__Task objective__
State the number of lines in the following material that contain the string "steel", and nothing else.
Dataset excerpts Start Marker
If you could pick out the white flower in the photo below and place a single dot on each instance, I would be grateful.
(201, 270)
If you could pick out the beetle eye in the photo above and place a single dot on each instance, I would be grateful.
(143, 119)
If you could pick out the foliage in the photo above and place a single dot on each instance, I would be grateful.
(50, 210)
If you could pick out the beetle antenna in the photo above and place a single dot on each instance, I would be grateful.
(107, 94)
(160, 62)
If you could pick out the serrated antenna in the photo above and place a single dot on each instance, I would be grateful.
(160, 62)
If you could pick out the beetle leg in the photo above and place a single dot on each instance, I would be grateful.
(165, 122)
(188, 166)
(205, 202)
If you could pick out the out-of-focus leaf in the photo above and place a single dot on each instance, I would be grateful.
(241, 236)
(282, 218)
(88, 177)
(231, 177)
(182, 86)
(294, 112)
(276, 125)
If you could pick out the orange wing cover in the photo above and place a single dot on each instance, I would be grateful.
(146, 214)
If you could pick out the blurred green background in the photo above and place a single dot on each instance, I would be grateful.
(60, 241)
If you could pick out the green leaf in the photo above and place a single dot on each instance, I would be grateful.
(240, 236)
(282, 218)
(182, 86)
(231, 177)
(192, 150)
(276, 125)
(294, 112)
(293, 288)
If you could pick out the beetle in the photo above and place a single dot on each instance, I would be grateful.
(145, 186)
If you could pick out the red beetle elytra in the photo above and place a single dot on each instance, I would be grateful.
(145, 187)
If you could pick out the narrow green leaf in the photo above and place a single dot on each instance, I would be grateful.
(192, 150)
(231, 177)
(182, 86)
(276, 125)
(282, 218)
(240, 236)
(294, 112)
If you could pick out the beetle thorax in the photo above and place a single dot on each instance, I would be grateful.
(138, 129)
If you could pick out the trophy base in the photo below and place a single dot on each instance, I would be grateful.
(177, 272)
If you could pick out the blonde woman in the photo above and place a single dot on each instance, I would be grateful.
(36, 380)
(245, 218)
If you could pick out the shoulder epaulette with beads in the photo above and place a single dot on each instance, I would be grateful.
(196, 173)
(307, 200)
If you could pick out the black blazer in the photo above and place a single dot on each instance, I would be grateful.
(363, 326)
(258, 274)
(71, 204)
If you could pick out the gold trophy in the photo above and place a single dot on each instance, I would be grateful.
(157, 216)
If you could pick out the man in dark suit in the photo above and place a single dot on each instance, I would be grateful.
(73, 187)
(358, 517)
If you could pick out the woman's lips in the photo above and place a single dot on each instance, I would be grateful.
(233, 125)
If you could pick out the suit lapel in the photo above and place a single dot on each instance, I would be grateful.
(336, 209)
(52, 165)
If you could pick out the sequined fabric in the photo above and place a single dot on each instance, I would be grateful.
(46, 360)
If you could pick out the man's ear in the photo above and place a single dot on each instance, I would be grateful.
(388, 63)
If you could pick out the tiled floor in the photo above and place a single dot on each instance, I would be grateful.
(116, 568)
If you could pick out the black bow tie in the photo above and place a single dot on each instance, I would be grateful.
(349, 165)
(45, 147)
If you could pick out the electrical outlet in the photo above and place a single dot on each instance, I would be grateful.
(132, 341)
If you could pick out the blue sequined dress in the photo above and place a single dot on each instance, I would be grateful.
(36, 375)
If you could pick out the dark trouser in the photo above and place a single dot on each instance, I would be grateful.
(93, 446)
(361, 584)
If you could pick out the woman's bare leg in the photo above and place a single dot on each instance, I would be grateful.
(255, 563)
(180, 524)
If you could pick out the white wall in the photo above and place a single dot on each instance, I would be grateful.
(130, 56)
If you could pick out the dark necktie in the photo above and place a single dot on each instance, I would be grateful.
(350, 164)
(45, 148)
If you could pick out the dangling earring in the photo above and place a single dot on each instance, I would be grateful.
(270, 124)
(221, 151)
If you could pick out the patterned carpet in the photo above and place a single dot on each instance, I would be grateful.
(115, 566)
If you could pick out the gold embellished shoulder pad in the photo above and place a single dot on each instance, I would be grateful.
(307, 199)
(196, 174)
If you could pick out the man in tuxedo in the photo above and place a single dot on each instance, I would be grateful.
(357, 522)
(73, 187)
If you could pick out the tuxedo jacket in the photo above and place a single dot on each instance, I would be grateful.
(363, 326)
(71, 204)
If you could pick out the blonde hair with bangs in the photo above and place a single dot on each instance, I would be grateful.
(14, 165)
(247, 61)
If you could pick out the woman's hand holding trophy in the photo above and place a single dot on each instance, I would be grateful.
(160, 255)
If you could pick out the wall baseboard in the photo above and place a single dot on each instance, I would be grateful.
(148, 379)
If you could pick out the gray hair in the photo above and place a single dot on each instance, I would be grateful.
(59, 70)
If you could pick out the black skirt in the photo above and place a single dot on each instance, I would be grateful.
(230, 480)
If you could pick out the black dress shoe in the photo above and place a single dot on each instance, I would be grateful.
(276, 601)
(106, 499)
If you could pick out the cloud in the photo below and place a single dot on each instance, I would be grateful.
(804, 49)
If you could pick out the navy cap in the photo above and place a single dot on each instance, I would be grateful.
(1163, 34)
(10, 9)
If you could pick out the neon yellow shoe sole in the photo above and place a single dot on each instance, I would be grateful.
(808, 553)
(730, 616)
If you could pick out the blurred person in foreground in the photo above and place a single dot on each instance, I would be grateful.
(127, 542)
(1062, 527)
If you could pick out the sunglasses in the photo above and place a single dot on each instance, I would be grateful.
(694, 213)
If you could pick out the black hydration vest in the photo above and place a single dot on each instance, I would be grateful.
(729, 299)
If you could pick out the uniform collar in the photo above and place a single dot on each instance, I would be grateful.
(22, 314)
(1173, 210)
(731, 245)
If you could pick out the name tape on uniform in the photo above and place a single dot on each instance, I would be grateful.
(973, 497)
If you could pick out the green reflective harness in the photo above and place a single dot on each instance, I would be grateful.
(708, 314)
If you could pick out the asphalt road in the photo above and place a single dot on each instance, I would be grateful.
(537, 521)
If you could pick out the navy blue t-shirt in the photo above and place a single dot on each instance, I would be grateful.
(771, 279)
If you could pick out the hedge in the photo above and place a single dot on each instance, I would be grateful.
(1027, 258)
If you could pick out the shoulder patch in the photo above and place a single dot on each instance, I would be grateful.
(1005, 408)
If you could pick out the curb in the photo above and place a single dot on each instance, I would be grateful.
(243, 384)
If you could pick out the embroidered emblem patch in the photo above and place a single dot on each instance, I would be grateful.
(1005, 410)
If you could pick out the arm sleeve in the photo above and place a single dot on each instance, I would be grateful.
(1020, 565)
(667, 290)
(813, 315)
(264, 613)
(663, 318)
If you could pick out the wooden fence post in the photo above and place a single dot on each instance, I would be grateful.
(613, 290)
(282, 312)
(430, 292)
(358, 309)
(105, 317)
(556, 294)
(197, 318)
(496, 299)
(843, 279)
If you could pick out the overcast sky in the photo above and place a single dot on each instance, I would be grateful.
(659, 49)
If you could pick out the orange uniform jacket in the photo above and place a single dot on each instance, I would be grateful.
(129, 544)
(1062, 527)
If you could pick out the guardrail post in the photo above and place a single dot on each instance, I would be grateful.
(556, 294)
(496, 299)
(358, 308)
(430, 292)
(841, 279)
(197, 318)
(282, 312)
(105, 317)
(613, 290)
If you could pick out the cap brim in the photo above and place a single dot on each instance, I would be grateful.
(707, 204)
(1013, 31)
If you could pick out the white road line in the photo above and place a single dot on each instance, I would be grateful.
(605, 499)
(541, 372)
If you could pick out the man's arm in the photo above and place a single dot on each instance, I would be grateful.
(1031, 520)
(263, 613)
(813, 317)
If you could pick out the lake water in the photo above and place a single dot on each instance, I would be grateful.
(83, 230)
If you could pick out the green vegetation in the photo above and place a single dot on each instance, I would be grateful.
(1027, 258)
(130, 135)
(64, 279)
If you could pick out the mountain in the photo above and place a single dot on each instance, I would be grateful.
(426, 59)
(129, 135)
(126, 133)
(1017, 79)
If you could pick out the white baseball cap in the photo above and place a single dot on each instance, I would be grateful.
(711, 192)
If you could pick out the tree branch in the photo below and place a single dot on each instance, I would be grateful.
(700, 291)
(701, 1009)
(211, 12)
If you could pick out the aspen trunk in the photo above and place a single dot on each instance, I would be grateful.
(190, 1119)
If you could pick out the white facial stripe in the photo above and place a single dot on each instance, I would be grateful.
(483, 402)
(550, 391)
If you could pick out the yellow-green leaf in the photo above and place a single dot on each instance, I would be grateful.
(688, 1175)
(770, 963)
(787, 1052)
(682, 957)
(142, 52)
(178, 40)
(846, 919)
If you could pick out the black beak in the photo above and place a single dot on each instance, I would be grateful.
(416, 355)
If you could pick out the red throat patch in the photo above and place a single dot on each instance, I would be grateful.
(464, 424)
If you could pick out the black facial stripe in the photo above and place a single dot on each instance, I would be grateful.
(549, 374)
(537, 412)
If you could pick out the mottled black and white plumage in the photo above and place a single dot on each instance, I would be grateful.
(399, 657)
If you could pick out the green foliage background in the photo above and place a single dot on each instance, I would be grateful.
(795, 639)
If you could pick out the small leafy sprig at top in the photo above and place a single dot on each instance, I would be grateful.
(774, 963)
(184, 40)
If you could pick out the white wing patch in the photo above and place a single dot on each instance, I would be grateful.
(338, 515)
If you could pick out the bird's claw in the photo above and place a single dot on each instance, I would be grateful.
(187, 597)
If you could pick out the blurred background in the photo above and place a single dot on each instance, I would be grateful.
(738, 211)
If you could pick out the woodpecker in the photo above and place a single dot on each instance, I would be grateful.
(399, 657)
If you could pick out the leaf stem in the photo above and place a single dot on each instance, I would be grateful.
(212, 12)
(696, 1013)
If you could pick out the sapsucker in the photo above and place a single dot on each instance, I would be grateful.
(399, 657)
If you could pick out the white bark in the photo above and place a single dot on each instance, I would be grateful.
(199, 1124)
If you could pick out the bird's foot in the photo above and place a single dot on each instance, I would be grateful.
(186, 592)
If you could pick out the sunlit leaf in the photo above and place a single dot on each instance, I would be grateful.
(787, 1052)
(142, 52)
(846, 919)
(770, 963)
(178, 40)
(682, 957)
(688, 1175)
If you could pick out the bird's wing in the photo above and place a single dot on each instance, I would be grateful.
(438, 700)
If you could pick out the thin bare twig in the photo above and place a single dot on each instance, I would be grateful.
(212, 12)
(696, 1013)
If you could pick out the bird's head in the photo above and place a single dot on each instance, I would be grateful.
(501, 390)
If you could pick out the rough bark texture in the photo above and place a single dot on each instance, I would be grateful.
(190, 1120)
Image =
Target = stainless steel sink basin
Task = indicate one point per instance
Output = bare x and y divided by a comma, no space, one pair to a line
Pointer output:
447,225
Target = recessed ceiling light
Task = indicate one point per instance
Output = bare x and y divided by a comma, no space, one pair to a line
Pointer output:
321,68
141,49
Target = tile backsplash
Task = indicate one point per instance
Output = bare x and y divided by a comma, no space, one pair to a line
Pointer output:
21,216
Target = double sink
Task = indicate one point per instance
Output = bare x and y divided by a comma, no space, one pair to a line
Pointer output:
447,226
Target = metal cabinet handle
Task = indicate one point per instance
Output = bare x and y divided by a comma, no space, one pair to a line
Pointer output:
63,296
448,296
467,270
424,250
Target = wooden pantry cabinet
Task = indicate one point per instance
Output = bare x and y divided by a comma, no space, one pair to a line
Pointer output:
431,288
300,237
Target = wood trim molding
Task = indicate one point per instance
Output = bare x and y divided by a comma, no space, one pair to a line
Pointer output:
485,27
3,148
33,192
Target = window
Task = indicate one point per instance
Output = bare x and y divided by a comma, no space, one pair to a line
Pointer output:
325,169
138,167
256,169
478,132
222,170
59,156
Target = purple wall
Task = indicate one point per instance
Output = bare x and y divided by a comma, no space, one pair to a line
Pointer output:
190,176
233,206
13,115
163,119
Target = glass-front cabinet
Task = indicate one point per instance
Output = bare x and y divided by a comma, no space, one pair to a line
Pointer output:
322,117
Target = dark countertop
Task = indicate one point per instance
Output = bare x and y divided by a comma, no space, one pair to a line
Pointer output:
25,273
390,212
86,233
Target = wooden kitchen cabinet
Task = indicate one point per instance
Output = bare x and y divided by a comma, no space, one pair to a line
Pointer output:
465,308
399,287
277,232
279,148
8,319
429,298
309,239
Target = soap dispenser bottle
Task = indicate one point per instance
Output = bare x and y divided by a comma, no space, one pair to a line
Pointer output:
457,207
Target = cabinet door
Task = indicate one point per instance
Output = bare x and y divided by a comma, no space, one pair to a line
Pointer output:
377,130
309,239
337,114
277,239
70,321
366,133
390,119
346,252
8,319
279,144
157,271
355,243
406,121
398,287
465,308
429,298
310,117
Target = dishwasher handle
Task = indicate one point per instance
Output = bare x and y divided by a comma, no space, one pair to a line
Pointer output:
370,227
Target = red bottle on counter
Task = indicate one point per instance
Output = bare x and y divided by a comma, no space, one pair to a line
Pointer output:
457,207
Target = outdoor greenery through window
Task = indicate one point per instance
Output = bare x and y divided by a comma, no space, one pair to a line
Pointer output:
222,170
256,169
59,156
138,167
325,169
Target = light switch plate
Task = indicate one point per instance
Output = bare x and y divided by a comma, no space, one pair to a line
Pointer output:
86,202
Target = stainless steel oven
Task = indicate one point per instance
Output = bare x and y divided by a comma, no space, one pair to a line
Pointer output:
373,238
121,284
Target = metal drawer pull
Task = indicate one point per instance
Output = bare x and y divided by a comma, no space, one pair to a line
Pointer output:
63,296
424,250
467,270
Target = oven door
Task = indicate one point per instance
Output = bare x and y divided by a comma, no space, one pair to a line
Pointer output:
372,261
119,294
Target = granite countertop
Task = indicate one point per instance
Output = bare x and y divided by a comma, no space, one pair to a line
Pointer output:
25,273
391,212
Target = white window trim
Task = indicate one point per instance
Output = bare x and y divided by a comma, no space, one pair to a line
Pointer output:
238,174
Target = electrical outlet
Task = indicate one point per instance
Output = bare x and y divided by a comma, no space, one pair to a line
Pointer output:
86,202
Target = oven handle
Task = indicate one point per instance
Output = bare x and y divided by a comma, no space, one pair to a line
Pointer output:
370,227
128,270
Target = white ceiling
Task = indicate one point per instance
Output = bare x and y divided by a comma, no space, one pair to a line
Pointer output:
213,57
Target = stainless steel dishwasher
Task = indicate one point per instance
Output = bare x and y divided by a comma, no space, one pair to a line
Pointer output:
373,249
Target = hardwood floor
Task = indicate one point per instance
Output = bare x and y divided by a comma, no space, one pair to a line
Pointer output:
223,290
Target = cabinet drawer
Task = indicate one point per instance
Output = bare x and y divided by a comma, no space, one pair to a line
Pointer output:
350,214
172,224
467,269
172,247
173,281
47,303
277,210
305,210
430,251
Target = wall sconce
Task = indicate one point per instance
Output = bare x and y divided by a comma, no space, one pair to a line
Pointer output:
Dataset excerpts End Marker
__Reply__
3